Show every line in the listing below that contains the word "chair", copying each such line in full. Case counts when matching.

▼▼▼

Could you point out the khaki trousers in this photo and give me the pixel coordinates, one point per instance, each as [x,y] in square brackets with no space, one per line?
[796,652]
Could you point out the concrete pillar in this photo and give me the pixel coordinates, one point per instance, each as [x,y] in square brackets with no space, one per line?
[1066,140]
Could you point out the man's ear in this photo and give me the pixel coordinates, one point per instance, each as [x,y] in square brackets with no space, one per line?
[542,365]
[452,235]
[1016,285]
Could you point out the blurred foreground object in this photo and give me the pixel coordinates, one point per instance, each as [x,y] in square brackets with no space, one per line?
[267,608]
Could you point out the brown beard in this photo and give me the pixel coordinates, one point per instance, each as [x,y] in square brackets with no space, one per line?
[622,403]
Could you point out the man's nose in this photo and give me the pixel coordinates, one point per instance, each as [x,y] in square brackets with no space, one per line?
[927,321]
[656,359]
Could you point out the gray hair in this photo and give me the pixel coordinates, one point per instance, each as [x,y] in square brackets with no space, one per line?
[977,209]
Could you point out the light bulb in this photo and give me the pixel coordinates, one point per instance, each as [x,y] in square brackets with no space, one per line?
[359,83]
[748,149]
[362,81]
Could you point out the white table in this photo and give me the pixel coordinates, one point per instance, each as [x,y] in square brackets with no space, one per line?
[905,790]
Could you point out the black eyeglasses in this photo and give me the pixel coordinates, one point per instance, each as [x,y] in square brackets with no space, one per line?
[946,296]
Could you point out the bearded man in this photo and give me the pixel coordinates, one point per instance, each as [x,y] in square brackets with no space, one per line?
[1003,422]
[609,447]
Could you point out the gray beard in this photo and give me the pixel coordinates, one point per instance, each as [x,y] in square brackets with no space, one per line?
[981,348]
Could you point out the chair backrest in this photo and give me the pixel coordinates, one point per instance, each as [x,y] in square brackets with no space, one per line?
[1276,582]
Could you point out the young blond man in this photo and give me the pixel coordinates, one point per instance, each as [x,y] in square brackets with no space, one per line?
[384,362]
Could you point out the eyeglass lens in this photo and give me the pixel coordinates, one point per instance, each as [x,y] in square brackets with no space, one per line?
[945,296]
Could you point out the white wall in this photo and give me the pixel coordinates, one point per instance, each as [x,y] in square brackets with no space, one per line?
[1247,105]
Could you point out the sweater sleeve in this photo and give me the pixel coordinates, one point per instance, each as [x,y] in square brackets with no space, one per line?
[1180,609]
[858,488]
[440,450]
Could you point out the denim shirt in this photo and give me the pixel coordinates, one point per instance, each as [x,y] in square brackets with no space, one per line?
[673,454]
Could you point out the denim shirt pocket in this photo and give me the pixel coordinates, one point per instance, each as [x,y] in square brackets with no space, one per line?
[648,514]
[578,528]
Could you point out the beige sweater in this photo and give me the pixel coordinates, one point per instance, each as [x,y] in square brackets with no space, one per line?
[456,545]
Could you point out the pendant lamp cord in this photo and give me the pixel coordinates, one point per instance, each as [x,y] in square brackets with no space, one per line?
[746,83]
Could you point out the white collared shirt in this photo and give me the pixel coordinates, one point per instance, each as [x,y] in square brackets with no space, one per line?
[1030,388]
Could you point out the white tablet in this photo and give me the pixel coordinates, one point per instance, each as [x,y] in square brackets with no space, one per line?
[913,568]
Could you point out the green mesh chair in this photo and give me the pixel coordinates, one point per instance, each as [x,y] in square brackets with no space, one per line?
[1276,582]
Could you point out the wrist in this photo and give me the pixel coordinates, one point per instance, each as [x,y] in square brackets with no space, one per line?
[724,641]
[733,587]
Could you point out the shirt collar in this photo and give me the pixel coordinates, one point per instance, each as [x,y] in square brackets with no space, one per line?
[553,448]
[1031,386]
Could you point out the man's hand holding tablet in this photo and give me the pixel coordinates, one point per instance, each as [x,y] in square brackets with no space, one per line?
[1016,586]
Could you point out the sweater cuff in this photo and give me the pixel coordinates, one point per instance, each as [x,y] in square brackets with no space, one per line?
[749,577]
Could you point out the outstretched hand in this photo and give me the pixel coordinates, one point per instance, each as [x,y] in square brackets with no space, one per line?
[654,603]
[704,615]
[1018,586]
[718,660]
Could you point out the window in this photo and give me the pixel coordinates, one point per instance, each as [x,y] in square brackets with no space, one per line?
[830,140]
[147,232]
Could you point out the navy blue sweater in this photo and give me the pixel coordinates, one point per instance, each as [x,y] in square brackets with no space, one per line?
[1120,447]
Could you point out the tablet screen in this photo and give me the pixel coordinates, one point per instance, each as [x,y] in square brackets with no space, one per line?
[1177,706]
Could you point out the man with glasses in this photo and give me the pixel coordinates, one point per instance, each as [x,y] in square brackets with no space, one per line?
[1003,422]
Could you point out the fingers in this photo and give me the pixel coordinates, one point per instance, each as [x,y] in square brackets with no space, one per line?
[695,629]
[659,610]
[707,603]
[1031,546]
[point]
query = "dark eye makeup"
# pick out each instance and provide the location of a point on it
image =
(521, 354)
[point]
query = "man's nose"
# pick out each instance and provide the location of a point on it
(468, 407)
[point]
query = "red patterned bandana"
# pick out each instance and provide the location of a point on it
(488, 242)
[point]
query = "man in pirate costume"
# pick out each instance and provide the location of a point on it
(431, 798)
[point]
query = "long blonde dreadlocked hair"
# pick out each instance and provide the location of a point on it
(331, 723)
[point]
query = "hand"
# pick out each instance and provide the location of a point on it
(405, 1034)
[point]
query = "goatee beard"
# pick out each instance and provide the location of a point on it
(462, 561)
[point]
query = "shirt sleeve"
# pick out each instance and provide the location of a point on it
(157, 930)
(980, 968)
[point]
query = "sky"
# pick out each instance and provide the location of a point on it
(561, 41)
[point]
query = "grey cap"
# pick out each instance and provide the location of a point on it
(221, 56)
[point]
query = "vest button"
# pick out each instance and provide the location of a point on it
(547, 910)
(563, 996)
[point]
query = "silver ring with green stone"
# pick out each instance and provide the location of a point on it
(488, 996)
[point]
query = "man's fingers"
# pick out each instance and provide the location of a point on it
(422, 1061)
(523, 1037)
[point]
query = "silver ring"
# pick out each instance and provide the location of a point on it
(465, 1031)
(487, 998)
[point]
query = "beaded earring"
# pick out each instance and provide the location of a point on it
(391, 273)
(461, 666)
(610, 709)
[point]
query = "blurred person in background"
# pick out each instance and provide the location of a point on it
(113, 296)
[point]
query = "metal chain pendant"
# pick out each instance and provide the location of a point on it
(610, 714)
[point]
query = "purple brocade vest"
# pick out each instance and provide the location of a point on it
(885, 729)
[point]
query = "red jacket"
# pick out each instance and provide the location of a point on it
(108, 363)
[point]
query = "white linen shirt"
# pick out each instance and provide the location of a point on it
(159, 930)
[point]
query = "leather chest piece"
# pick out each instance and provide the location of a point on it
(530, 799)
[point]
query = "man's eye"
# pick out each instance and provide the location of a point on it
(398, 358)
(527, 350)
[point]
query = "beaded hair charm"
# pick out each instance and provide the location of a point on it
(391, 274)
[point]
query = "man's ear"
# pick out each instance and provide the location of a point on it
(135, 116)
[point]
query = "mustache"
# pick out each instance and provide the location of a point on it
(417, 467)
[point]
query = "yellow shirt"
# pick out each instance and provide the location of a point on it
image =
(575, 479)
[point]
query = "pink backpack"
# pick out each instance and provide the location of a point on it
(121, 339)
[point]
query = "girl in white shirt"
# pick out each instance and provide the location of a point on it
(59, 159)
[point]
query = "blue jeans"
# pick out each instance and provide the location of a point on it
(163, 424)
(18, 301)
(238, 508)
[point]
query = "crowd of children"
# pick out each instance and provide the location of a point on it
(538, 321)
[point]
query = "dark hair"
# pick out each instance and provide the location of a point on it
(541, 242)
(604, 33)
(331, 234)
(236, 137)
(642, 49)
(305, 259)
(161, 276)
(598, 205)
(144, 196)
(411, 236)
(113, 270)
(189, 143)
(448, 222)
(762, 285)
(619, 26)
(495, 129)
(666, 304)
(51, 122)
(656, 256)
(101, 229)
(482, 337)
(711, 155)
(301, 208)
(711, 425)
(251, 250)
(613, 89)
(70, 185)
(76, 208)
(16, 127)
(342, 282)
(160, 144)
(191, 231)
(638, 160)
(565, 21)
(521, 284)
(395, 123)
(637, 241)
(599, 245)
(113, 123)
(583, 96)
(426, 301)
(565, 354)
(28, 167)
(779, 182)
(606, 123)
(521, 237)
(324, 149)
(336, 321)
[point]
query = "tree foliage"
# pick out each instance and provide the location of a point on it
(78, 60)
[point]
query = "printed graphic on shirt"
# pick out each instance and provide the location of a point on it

▲▲▲

● **ANSWER IN FULL**:
Could you point out the chair backrest in this photo and give me the pixel coordinates, one point per instance, each as [x,y] in square brackets with no space, one per line?
Could you point out the green mesh chair in this photo and give me the pixel coordinates, one point per instance, each as [x,y] in square brackets with no space, one per line?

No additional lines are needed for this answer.